**AIM OF THE EXERCISE**
Images are not wanted; transcribe the rest of the listing exactly.

+++ EXERCISE DATA

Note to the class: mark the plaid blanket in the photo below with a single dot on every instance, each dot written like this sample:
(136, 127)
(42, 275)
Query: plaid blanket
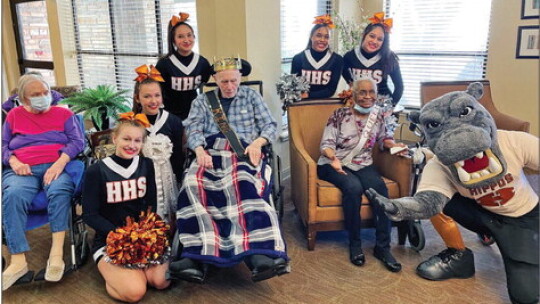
(224, 213)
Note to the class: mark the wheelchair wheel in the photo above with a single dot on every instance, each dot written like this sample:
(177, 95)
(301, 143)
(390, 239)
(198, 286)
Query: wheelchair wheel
(417, 239)
(82, 249)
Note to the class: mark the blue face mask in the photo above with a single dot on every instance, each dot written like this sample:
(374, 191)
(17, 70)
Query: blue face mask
(362, 110)
(41, 103)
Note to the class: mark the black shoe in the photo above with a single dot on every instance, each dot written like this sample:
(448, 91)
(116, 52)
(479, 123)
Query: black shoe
(263, 267)
(387, 258)
(187, 270)
(450, 263)
(356, 255)
(486, 239)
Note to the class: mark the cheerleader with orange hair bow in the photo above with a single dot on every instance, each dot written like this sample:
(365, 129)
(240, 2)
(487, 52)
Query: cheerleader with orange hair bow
(317, 63)
(374, 59)
(164, 142)
(182, 69)
(116, 191)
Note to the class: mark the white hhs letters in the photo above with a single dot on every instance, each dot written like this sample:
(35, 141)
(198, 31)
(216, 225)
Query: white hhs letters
(126, 190)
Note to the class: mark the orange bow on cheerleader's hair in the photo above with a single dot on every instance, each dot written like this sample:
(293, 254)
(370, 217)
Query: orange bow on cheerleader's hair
(145, 72)
(378, 18)
(175, 19)
(139, 118)
(324, 19)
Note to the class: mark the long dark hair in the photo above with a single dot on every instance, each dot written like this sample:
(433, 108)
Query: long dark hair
(313, 30)
(388, 56)
(171, 32)
(137, 107)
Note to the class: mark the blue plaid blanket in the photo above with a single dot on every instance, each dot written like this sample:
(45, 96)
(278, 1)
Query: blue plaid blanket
(224, 213)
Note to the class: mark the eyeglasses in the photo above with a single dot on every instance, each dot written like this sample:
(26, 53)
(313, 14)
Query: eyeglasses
(364, 93)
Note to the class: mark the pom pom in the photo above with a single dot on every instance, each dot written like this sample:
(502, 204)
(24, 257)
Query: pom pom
(290, 88)
(141, 243)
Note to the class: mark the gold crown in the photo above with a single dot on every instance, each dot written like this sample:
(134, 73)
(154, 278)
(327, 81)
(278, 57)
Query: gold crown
(227, 63)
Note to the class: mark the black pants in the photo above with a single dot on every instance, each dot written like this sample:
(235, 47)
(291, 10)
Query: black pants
(517, 239)
(352, 187)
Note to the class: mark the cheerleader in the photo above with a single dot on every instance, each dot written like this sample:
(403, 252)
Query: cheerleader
(117, 187)
(374, 59)
(317, 63)
(182, 69)
(164, 141)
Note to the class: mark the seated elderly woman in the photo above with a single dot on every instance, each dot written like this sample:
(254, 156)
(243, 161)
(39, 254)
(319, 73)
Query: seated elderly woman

++++++

**RESPONSE FOR THIS EXERCISE**
Note to the class: mark the plaid blanket in the photo below with a single dot on every instance, each dot written like this sample:
(136, 127)
(42, 275)
Query: plaid blanket
(224, 213)
Note to the class: mark the wheelchair wheel in the photo above with a single dot on every instance, each dot written like this sample:
(177, 95)
(301, 143)
(390, 239)
(198, 286)
Query: wheelchair wheel
(417, 239)
(82, 249)
Note to the class: mark the blue face mask in the photo above with a single dot on every instance, each dot written like this sample:
(374, 191)
(17, 70)
Query: blue face mask
(362, 110)
(41, 103)
Note to the class: mark the black shoe in the photo above with a single dot on every instance, each dot written like this sample:
(448, 91)
(116, 52)
(479, 123)
Query: black shoe
(263, 267)
(387, 258)
(187, 270)
(450, 263)
(356, 255)
(486, 239)
Note to the class: mark the cheerleader with orange hair bow in the photo above with a single dot on every instance, each dot written like this sample:
(365, 129)
(240, 2)
(487, 52)
Query: cheerleader with orange hair bow
(317, 63)
(374, 59)
(164, 142)
(182, 69)
(116, 191)
Note to the class: mark the white hhs letters in the photo above with a single dot on every instance, each dot written like this sample:
(35, 141)
(198, 31)
(216, 225)
Query: white hhs letters
(126, 190)
Note to the class: mark the orange bow on cheerleader's hair in the photo above with a single dot on every instance, each dot written like this sample:
(293, 254)
(370, 217)
Query: orange bow on cheerleader's hair
(145, 72)
(378, 18)
(175, 19)
(139, 118)
(324, 19)
Note to the class: mark the long dark hair in the photo above with a single dot on every instance, each dot written like this sample:
(433, 108)
Query: long dark hair
(313, 30)
(388, 56)
(171, 32)
(137, 107)
Note to the class: mark the blue plaid blanket in the photo above with a single dot on every instance, each dot written like this sample:
(45, 96)
(278, 1)
Query: blue plaid blanket
(224, 213)
Note to the class: mark the eyeglasses in the photo above with a single dot on every instance, each dot written like this sample:
(26, 53)
(313, 14)
Query: eyeglasses
(364, 93)
Note to the class: mark the pom pom in the photo above with a single dot on every instance, each dot written like this sample:
(502, 204)
(24, 257)
Query: pom pom
(290, 88)
(141, 243)
Note to the class: mark the gold crown in the photo above with a single dot on every instance, each dot written like this sample:
(134, 73)
(154, 278)
(327, 81)
(278, 57)
Query: gold crown
(227, 63)
Note to the class: mark the black pants in the photo above with a single dot on every instance, each dot written like this sample:
(235, 47)
(291, 10)
Query: black pants
(517, 239)
(352, 187)
Note to the class: mark the cheerleader in the photo above with a single dot on every instance, each dot written like this sample:
(403, 252)
Query: cheerleader
(117, 187)
(374, 59)
(317, 63)
(182, 69)
(164, 141)
Note to the class: mark the seated elderly woman in the photo above with a single dot on every instance, each dot written like this sample:
(254, 156)
(243, 161)
(39, 254)
(319, 73)
Query: seated elderly woman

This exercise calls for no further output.